In the contemplation on the Crucifixion below, what does the text say the soldiers and Simon felt when carrying the cross?

Source text:
== == ==

CONTEMPLATION XXXII.
The Crucifixion.

THE sentence of death is past, and now who can with dry eyes behold the sad pomp of my Saviour's bloody execution! All the streets are full of gazing spectators, waiting for this rueful sight. At last, O Saviour, there thou comest out of Pilate's gate, bearing that which shall soon bear thee. To expect thy cross was not torment enough; thou must carry it. All this while thou shalt not only see, but feel thy death before it come, and must help to be an agent in thine own passion. It was not out of favour that those scornful robes being stripped off, thou art led to death in thine own clothes. So was thy face besmeared with blood, so swoln and discoloured with buffettings, that thou couldst not have been known but by thy wonted habit. Now thine insulting ene mies are so much more imperiously cruel, as they are more sure of their success. Their merciless tormentings have made thee half dead already; yet now, as if they had done nothing, they begin afresh, and will force thy weakened and fainting nature to new tasks of pain. The transverse of thy cross, at least, is upon thy shoulder; when thou canst scarce go, thou must carry. One kicks thee with his foot, another strikes thee with his staff, another drags thee hastily by thy cord,

and more than one spur on thine unpitied weariness with angry commands of haste. O true form and state of a servant! All thy former actions, O Saviour, were, though painful, yet free; this, as it is in itself servile, so it is tyrannously enforced, enforced yet more upon thee, by thine own love to mankind, than by their power and despite. It was thy Father that "laid upon thee the iniquity of us all;" it was thine own mercy that caused thee to bear our sins upon the cross, and to bear the cross, with the curse annexed to it, for our sins. How much more voluntary must that needs be in thee, which thou requirest to be voluntarily undertaken by us! It was thy charge, "If any man will come after me, let him deny himself, and take up his cross, and follow me." Thou didst not say, Let him bear his cross as forcibly imposed by another: but, "Let him take up his cross" as his free burden; free in respect of his heart, not in respect of his hand; so free, that he shall willingly undergo it, when it is laid upon him, not so free as that he shall lay it upon himself unrequired. O Saviour, thou didst not snatch the cross out of the soldiers' hands and cast it upon thy shoulder, but, when they laid it upon thy neck, thou underwentst it. The constraint was theirs, the will was thine. It was not so heavy to them, or to Simon, as it was to thee; they felt nothing but the wood, thou feltst it clogged with the load of the sins of the whole world. No marvel if thou faintedst under that sad burden; thou, that bearest up the whole earth by thy word, didst sweat, and pant, and groan under this unsupportable carriage. O blessed Jesu, how could I be confounded in myself to see thee, after so much loss of blood and over-toiledness of pain, languishing under that fatal tree! and yet, why should it more trouble me to see thee sinking under thy cross now, than to see thee anon hanging upon thy cross? In both thou wouldst render thyself weak and miserable, that thou mightst so much the more glorify thy infinite. mercy in suffering.

== == ==

Data:
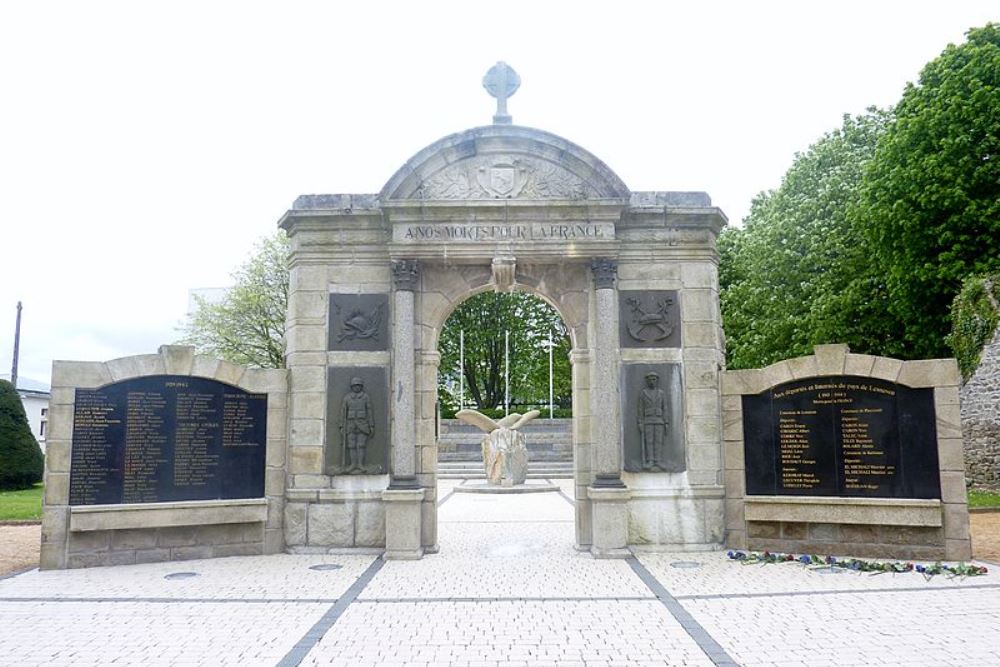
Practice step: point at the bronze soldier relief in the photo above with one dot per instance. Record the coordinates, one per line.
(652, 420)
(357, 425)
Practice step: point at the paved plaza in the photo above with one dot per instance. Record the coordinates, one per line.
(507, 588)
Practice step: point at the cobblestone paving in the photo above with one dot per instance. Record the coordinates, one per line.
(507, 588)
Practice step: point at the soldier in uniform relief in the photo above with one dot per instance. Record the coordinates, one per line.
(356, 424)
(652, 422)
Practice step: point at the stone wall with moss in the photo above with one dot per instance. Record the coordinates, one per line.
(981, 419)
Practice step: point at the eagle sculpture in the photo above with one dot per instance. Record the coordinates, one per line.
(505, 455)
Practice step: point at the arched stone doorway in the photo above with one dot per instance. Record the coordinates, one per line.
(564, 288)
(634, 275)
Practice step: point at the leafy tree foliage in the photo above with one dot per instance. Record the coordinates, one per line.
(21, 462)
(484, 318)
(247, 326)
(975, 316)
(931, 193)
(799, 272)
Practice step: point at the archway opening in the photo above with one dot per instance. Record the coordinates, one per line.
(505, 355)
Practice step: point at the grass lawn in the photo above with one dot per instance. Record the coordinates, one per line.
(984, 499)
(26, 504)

== == ==

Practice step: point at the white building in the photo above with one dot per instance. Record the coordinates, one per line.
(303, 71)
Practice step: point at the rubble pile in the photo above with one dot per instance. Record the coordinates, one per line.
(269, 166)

== == ==

Result:
They felt nothing but the wood.